_The task_
Every line of the data below that holds the string "beak" needs to be reported.

### Records for the task ###

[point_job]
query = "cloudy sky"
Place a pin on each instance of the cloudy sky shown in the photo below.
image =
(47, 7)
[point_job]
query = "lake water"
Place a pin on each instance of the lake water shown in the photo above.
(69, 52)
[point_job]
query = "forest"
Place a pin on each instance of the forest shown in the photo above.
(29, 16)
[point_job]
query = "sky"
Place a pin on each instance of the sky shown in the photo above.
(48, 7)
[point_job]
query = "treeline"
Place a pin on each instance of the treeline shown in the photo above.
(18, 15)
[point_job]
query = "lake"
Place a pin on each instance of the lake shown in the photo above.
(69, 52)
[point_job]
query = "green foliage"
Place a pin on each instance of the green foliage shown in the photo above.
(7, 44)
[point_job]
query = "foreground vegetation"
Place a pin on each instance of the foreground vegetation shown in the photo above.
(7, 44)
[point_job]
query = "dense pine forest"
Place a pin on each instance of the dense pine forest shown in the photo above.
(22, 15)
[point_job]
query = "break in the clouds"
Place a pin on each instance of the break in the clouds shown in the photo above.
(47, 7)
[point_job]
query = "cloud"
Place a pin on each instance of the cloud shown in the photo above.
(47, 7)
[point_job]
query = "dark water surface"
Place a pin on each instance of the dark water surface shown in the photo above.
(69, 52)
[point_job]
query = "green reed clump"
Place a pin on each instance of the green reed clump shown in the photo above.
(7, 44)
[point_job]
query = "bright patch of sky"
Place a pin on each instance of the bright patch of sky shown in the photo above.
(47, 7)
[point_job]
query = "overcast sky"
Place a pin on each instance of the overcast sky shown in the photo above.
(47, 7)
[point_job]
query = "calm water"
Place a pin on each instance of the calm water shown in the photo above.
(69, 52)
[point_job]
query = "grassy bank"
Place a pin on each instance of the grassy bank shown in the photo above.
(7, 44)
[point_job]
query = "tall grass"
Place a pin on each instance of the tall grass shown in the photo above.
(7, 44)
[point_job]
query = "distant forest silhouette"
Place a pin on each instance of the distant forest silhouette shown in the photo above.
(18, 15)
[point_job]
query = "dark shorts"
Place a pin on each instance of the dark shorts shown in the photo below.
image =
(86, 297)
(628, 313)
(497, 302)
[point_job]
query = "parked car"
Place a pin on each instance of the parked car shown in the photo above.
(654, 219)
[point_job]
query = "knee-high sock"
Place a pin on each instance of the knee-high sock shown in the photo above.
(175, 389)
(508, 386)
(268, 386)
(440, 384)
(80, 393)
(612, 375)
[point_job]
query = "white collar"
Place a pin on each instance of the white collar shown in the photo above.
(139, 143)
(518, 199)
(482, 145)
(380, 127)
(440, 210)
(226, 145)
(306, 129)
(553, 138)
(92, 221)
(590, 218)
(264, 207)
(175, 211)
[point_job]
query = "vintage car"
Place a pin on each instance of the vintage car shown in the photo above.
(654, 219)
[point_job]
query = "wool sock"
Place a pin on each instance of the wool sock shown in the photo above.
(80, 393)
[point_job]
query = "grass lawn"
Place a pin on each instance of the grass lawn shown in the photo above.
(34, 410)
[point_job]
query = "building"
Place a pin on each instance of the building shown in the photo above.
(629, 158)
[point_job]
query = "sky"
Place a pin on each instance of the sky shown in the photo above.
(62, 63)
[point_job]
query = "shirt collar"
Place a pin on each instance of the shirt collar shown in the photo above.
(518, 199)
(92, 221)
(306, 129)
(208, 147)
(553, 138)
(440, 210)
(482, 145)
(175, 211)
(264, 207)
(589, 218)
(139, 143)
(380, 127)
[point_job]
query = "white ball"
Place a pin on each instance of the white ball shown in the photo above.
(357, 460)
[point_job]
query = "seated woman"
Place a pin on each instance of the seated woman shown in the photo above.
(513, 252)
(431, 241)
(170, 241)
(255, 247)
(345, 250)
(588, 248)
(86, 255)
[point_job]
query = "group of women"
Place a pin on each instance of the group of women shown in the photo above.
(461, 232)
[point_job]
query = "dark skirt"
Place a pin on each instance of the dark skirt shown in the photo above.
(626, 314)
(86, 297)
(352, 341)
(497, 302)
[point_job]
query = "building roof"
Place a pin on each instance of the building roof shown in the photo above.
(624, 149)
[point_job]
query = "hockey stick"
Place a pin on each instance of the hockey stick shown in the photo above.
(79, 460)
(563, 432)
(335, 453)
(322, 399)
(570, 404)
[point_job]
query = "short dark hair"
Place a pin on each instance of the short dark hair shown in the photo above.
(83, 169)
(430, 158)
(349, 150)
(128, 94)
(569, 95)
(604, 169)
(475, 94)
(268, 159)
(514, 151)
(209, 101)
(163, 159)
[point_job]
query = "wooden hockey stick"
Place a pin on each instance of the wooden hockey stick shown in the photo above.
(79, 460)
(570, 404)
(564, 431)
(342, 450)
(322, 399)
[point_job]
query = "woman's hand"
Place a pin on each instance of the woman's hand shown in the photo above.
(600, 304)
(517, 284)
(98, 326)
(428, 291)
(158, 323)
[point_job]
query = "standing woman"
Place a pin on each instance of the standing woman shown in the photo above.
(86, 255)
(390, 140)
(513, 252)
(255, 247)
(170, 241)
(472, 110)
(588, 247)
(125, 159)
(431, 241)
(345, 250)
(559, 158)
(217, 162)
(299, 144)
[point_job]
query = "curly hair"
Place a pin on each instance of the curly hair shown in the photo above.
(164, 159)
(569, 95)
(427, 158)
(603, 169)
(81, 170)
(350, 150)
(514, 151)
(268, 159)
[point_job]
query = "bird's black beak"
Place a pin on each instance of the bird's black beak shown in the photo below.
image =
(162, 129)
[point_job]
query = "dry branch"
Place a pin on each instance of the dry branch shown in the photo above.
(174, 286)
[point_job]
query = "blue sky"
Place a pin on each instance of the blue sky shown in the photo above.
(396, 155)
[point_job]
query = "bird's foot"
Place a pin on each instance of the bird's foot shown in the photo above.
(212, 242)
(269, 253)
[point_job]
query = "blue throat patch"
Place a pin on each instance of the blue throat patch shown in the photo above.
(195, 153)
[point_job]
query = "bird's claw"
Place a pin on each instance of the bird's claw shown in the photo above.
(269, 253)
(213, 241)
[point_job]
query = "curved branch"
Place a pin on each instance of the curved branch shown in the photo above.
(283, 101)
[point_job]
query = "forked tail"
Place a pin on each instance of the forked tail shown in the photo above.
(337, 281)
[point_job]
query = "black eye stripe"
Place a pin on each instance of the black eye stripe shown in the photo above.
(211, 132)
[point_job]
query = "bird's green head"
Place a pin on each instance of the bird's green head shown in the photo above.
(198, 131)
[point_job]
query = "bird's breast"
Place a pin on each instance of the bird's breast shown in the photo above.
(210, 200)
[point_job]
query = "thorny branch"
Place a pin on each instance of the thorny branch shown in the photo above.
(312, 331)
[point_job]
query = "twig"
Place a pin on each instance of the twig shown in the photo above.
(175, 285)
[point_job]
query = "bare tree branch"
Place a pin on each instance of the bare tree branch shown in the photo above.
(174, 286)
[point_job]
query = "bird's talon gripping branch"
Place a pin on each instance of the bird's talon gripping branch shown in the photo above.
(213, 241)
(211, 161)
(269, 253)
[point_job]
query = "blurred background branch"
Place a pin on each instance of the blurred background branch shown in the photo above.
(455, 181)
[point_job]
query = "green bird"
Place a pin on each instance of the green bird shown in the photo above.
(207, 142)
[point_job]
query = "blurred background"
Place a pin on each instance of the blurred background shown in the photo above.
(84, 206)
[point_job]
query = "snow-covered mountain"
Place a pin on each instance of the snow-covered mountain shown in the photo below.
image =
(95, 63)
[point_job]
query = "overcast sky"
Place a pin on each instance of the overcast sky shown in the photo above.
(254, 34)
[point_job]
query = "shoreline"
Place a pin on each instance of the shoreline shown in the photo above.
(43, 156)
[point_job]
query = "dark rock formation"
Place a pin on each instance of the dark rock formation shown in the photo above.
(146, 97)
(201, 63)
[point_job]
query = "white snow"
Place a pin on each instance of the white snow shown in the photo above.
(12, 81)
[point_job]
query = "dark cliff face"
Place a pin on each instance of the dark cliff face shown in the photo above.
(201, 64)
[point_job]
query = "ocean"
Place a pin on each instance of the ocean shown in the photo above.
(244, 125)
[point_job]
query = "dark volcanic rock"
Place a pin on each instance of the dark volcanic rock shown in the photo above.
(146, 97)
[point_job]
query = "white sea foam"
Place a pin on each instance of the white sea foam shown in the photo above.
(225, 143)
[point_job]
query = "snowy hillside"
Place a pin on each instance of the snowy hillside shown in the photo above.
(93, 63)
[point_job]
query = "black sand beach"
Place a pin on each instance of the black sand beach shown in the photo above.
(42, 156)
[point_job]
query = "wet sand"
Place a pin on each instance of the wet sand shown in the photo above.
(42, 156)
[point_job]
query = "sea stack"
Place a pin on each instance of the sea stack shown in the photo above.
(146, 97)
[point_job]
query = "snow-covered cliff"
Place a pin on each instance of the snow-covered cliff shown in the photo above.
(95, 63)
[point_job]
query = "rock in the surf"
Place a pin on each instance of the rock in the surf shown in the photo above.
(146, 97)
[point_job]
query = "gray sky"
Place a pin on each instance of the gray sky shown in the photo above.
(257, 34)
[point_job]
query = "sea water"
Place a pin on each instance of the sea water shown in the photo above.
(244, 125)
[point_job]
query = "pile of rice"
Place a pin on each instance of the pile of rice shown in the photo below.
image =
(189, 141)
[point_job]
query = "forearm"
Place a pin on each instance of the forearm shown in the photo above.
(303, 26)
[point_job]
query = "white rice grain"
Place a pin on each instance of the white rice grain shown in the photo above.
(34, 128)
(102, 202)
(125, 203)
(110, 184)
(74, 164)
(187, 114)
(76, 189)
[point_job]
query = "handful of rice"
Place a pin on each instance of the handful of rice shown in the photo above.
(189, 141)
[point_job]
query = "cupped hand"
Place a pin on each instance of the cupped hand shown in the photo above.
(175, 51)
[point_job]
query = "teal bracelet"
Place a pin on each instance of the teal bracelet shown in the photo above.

###

_Answer_
query = "bird's black beak"
Place a pin on each instance of the bird's black beak shown in the photo below.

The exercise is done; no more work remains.